Start Extracted records

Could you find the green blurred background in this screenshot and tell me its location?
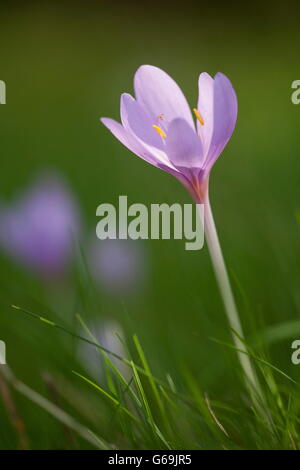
[0,1,300,448]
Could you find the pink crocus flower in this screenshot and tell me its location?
[101,65,263,411]
[101,65,237,202]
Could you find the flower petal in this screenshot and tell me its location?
[205,73,237,168]
[134,65,194,131]
[121,93,164,150]
[166,118,203,170]
[197,72,214,155]
[100,118,157,166]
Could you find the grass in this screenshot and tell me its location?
[1,306,300,449]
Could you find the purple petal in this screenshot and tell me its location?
[100,118,157,166]
[166,118,203,171]
[121,93,164,150]
[134,65,194,131]
[205,73,237,168]
[197,72,214,155]
[0,175,79,276]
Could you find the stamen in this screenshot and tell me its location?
[193,108,204,126]
[152,124,167,139]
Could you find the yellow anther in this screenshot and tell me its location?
[152,124,167,139]
[193,108,204,126]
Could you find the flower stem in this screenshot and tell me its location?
[204,191,263,408]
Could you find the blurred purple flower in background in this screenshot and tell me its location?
[78,320,131,380]
[0,172,79,277]
[89,239,145,295]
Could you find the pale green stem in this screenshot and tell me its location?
[204,191,263,402]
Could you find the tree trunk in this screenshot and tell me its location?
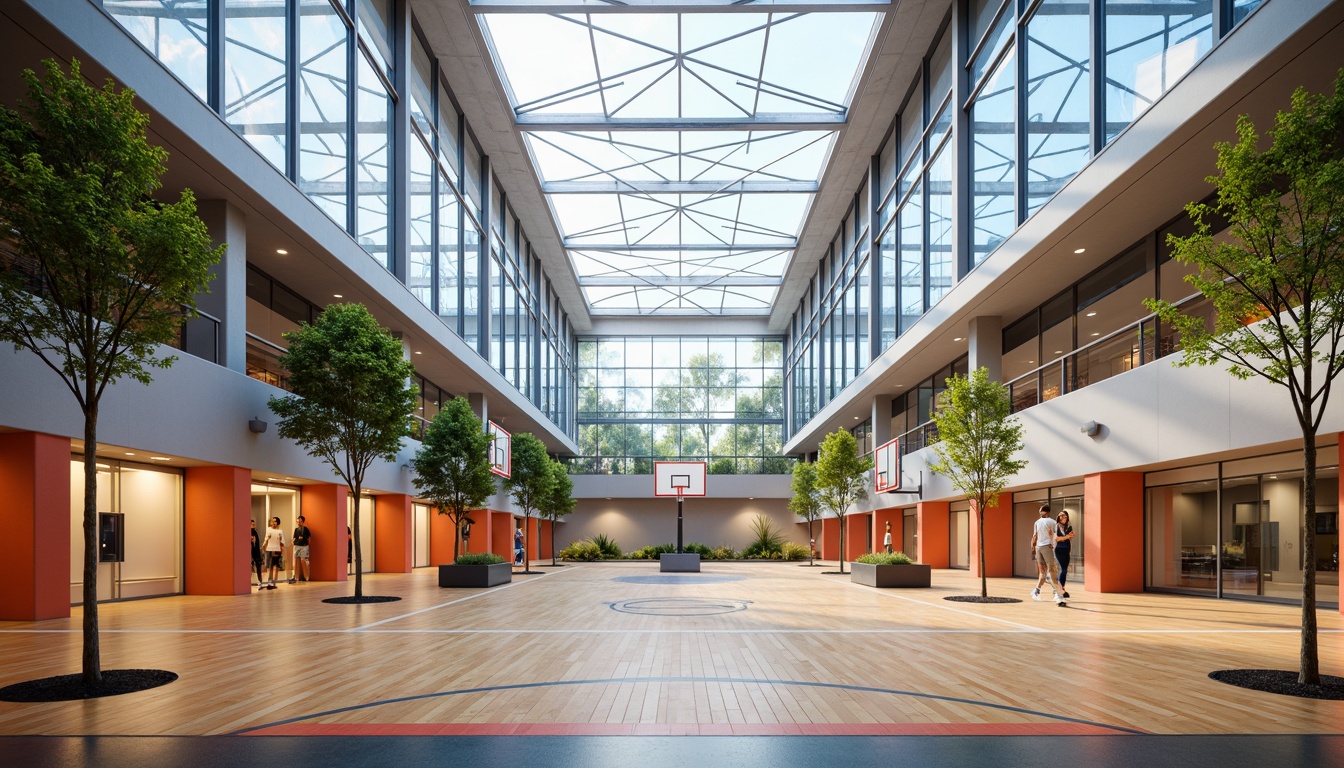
[351,480,364,597]
[82,403,102,691]
[1297,425,1321,686]
[976,496,989,597]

End Extracted records

▸ **Stated goal**
Gather every line of the listing above that contains the string "stem", and reproduce each one in full.

▸ **The reply**
Could you find the flower stem in this screenshot and tell me its location?
Could you find the pale green stem in this screenshot and tell me its location?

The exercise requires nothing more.